• Study material
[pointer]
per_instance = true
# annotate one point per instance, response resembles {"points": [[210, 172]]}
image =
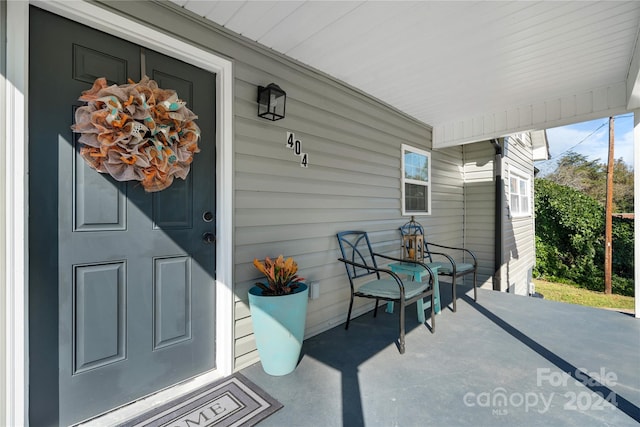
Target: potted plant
{"points": [[278, 314]]}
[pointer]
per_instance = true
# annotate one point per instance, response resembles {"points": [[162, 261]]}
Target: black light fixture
{"points": [[271, 102]]}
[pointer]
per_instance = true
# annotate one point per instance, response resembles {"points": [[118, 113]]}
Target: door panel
{"points": [[123, 275]]}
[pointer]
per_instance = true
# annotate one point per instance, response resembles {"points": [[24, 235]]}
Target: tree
{"points": [[589, 177], [570, 239]]}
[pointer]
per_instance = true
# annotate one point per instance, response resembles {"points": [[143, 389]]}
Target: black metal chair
{"points": [[451, 267], [360, 261]]}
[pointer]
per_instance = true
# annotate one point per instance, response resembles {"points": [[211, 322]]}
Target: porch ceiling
{"points": [[472, 70]]}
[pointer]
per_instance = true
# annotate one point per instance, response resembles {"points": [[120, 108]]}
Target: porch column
{"points": [[636, 203]]}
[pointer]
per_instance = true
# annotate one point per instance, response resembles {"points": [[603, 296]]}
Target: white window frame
{"points": [[520, 176], [427, 184]]}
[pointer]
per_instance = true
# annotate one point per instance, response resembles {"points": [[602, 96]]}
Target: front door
{"points": [[121, 282]]}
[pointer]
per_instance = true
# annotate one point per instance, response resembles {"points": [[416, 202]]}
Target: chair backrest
{"points": [[355, 247], [414, 228]]}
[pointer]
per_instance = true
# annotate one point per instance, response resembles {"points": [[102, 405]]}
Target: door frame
{"points": [[16, 196]]}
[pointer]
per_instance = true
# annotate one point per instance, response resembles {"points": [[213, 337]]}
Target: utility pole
{"points": [[608, 249]]}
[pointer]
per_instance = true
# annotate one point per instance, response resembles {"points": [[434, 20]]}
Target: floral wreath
{"points": [[137, 131]]}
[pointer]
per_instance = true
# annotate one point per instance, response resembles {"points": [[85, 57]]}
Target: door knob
{"points": [[208, 238]]}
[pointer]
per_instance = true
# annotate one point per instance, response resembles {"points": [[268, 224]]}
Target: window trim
{"points": [[520, 175], [428, 184]]}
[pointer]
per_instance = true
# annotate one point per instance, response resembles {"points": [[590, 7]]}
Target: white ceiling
{"points": [[472, 70]]}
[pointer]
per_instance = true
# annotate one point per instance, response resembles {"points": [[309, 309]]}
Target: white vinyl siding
{"points": [[519, 230], [479, 196], [353, 180]]}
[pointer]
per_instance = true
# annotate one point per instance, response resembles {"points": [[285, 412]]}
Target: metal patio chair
{"points": [[451, 267], [361, 262]]}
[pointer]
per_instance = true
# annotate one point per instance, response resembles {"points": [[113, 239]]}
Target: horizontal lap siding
{"points": [[479, 196], [519, 234], [353, 181]]}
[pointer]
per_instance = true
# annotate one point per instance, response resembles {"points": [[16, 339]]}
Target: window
{"points": [[416, 181], [519, 193]]}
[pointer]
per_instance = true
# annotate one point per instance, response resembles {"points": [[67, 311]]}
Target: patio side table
{"points": [[417, 272]]}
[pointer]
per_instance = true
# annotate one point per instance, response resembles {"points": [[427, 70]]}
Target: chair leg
{"points": [[401, 340], [475, 289], [433, 312], [453, 292], [349, 313]]}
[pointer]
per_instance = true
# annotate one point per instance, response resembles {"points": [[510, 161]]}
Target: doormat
{"points": [[231, 402]]}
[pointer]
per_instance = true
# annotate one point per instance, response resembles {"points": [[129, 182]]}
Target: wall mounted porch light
{"points": [[271, 102]]}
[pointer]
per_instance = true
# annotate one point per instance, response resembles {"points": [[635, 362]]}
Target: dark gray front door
{"points": [[122, 283]]}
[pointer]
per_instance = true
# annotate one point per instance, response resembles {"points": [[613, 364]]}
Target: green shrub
{"points": [[570, 240]]}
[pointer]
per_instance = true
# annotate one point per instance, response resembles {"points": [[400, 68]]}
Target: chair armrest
{"points": [[475, 260], [422, 264], [376, 269]]}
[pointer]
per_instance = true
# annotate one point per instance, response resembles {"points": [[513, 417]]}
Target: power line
{"points": [[583, 140]]}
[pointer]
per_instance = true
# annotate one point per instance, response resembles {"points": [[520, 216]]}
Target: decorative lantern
{"points": [[413, 241], [271, 102]]}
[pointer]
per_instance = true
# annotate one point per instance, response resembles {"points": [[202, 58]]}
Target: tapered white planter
{"points": [[278, 326]]}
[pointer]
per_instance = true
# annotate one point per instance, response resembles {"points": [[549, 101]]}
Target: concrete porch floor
{"points": [[502, 361]]}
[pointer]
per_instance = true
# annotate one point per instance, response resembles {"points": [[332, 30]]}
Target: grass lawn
{"points": [[576, 295]]}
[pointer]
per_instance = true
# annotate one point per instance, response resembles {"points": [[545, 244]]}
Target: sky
{"points": [[590, 139]]}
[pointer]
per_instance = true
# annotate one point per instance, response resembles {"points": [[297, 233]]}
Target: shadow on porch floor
{"points": [[501, 361]]}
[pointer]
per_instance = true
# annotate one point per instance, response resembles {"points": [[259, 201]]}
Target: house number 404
{"points": [[295, 144]]}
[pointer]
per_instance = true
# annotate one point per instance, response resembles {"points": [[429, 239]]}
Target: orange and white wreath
{"points": [[137, 131]]}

• Work to be completed
Word for word, repeat all the data, but not its images.

• Solution to this task
[pointer]
per_instance = true
# annotate one point per instance, response resembles {"points": [[210, 172]]}
image =
Target: potted plant
{"points": [[278, 314]]}
[pointer]
per_instance = true
# annotate one point per instance, response resembles {"points": [[162, 261]]}
Target: black light fixture
{"points": [[271, 102]]}
[pointer]
per_instance = true
# annotate one point per instance, response resembles {"points": [[118, 113]]}
Target: door panel
{"points": [[123, 275]]}
[pointer]
per_instance = true
# annotate one point per instance, response resembles {"points": [[24, 235]]}
Target: tree
{"points": [[589, 177], [570, 239]]}
[pointer]
per_instance = true
# annotate one point per instance, response resembles {"points": [[143, 389]]}
Target: black metal chair
{"points": [[451, 267], [360, 261]]}
[pointer]
per_instance = true
# annotate one point per instance, response resembles {"points": [[211, 322]]}
Target: porch ceiling
{"points": [[472, 70]]}
[pointer]
per_instance = true
# annotate one point per instance, response resembles {"points": [[120, 108]]}
Target: porch column
{"points": [[636, 203]]}
[pointer]
per_instance = true
# annotate one point per instance, response resembles {"points": [[603, 296]]}
Target: white window frame
{"points": [[520, 176], [427, 184]]}
[pointer]
per_instance = true
# annotate one point per instance, response resembles {"points": [[602, 96]]}
Target: front door
{"points": [[121, 282]]}
[pointer]
per_instance = true
# annotate one point per instance, response resembles {"points": [[416, 202]]}
Target: chair backrest
{"points": [[355, 247], [414, 228]]}
[pointer]
per_instance = true
# annotate one point per instance, response resembles {"points": [[102, 405]]}
Target: door frame
{"points": [[16, 196]]}
[pointer]
per_instance = true
# annotate one point per instance, response resembles {"points": [[213, 337]]}
Target: utility pole
{"points": [[608, 249]]}
[pointer]
per_instance = true
# annotate one point per instance, response resembles {"points": [[434, 20]]}
Target: floral wreath
{"points": [[137, 131]]}
[pointer]
per_instance = true
# annotate one point per instance, response resembles {"points": [[85, 57]]}
Target: door knob
{"points": [[208, 238]]}
[pointer]
per_instance = true
# annotate one point per instance, response resembles {"points": [[268, 224]]}
Target: window trim
{"points": [[520, 175], [428, 184]]}
[pointer]
per_instance = true
# annotate one point per instance, response resembles {"points": [[590, 7]]}
Target: white ceiling
{"points": [[472, 70]]}
[pointer]
per_instance = true
# annotate one point per instance, response resembles {"points": [[309, 309]]}
Target: white vinyl siding
{"points": [[519, 230], [479, 196], [353, 180]]}
[pointer]
per_instance = true
# annotate one point per instance, response resembles {"points": [[285, 412]]}
Target: metal patio chair
{"points": [[451, 267], [361, 262]]}
[pointer]
per_instance = true
# annotate one point per instance, response resembles {"points": [[113, 239]]}
Target: horizontal lap siding
{"points": [[479, 196], [519, 234], [353, 181]]}
[pointer]
per_instance = true
# annotate one point per instance, response resembles {"points": [[16, 339]]}
Target: window
{"points": [[416, 181], [519, 193]]}
[pointer]
per_instance = true
# annotate one point per instance, response resembles {"points": [[67, 311]]}
Target: patio side table
{"points": [[417, 272]]}
[pointer]
per_instance = true
# annotate one point per instance, response resembles {"points": [[427, 70]]}
Target: chair leg
{"points": [[401, 340], [475, 289], [433, 312], [453, 292], [349, 313]]}
[pointer]
per_instance = true
# annotate one point per instance, response resembles {"points": [[510, 161]]}
Target: doormat
{"points": [[231, 402]]}
[pointer]
per_instance = true
# annotate one point per instance, response resembles {"points": [[129, 182]]}
Target: wall mounted porch light
{"points": [[271, 102]]}
[pointer]
per_instance = true
# annotate one point per instance, response resembles {"points": [[635, 362]]}
Target: dark gray front door
{"points": [[122, 283]]}
[pointer]
per_instance = true
# annotate one point per instance, response resembles {"points": [[613, 364]]}
Target: green shrub
{"points": [[570, 240]]}
[pointer]
per_instance = true
# annotate one point per instance, response resembles {"points": [[400, 68]]}
Target: chair armrest
{"points": [[475, 260], [422, 264], [376, 269]]}
[pointer]
per_instance = true
# annotate one point per instance, response resembles {"points": [[513, 417]]}
Target: power line
{"points": [[583, 140]]}
[pointer]
per_instance = true
# annotate one point per instance, response resembles {"points": [[520, 216]]}
Target: decorative lantern
{"points": [[413, 241], [271, 102]]}
[pointer]
per_instance = true
# annotate one point per instance, response resembles {"points": [[202, 58]]}
Target: tapered white planter
{"points": [[278, 326]]}
[pointer]
per_instance = true
# annotate one point per instance, response resembles {"points": [[549, 101]]}
Target: concrete porch floor
{"points": [[502, 361]]}
[pointer]
per_instance = true
# annotate one point per instance, response resembles {"points": [[332, 30]]}
Target: grass lawn
{"points": [[576, 295]]}
[pointer]
per_instance = true
# annotate one point per instance, response resembles {"points": [[545, 244]]}
Target: sky
{"points": [[590, 139]]}
[pointer]
per_instance = true
# annotate one point per instance, response resembles {"points": [[297, 233]]}
Target: shadow on porch floor
{"points": [[501, 361]]}
[pointer]
per_instance = true
# annotate one point per instance, response resembles {"points": [[259, 201]]}
Target: house number 404
{"points": [[295, 144]]}
[pointer]
per_instance = true
# annotate one point per instance, response resembles {"points": [[429, 239]]}
Target: orange and white wreath
{"points": [[137, 131]]}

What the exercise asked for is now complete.